▶ Geciteerde passage:
6.1. Door middel van weging onder ambtelijk toezicht zijn verschillen geconstateerd tussen de hoeveelheid ethylalcohol in de tankauto op de plaats van vertrek en de hoeveelheid op de plaats van aankomst van de goederen. Niet is in geschil dat de tank na belading en weging onder douanetoezicht direct is verzegeld met douaneloodjes, die ook bij aankomst van de goederen nog intact waren. De inspecteur heeft geen feiten of omstandigheden naar voren gebracht op grond waarvan het aannemelijk is dat de goederen aan het douanetoezicht zijn onttrokken, in het bijzonder niet dat het in dit geval mogelijk zou zijn geweest om goederen te onttrekken zonder braak die zichtbare sporen achterlaat of zonder verbreking van de verzegeling. Fouten bij de weging of fouten bij de weergave van de uitkomst van de weging zouden tot de mogelijkheden kunnen behoren.
6.2. In dit zeer bijzondere geval – waarbij de oorzaak van het ontstane verschil tussen de twee ambtelijke wegingen niet kan worden vastgesteld, maar waarbij belanghebbende en de douane niettemin voorbeeldig met elkaar hebben samengewerkt en overigens geen enkele laakbare gedraging van belanghebbende is gesteld of gebleken – kan naar het oordeel van de Douanekamer in redelijkheid niet worden geconcludeerd dat tijdens het verblijf van de goederen onder de douaneregeling communautair douanevervoer een -schuld in de zin van het CDW, de Wet OB en de Wet op de accijns is ontstaan. Uit een en ander volgt dat de heffingen niet in stand kunnen blijven. Prejudiciële vragen daaromtrent acht de Douanekamer niet noodzakelijk.

▶ Taakinstructies:
a) Wat gebeurde er volgens de passage over de tankauto met ethylalcohol met de tank direct na belading en weging onder douanetoezicht?
b) Schrijf het vervolg op de passage over de tankauto met ethylalcohol, te beginnen na de laatste zin.
De vermeldingen spelen hierbij geen enkele rol.

▶ Vermeldingen:
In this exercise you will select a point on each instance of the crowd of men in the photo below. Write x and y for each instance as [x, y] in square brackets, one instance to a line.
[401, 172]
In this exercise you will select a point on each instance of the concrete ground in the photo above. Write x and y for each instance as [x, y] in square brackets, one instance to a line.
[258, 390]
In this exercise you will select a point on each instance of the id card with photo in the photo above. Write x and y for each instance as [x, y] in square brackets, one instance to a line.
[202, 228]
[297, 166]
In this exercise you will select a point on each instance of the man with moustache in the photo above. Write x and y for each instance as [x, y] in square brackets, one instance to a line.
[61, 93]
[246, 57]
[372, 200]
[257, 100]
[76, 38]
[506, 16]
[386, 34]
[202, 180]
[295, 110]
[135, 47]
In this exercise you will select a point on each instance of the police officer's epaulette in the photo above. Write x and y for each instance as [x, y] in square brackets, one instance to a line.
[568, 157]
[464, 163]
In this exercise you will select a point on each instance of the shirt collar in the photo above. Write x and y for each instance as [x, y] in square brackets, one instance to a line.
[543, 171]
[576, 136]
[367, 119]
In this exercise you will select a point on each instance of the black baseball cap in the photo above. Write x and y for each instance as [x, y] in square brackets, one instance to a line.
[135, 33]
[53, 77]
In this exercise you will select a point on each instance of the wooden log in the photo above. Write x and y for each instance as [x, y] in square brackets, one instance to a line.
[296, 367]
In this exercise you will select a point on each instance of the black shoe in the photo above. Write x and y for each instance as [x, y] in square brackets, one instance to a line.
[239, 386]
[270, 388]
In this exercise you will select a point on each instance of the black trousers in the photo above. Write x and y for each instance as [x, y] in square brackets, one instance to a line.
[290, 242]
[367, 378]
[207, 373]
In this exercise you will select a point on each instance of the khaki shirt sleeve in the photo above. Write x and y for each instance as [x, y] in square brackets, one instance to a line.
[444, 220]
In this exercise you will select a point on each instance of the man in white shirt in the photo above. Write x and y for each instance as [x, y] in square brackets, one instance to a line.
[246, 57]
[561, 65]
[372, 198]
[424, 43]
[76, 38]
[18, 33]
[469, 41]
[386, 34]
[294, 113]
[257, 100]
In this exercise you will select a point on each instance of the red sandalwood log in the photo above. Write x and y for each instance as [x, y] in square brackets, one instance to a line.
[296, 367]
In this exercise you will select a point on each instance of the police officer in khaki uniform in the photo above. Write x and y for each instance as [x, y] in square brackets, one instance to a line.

▶ Antwoorden per taak:
a) De tank werd direct verzegeld met douaneloodjes.

b)
6.3. Gelet op het in sub 6.2. overwogene kan ook niet worden geconcludeerd dat belanghebbende de formaliteiten ter beëindiging van de regeling douanevervoer in strijd met de wettelijke bepalingen niet of niet tijdig heeft vervuld, zodat de boete van f 200,-- evenmin in stand kan blijven.
De Douanekamer acht geen termen aanwezig voor een veroordeling in de proceskosten als bedoeld in artikel 8:75 van de Algemene wet bestuursrecht.
8. De beslissing
- verklaart het beroep gegrond;
- vernietigt de uitspraak, waarvan beroep;
- vernietigt de sub 1.1. en 1.4. vermelde uitnodigingen tot betaling van 23 maart 2000, nr. ……, en de beschikking inzake de verzuimboete;
- gelast de Staat der Nederlanden aan belanghebbende het door haar gestorte griffierecht ad ? 204,20 te vergoeden.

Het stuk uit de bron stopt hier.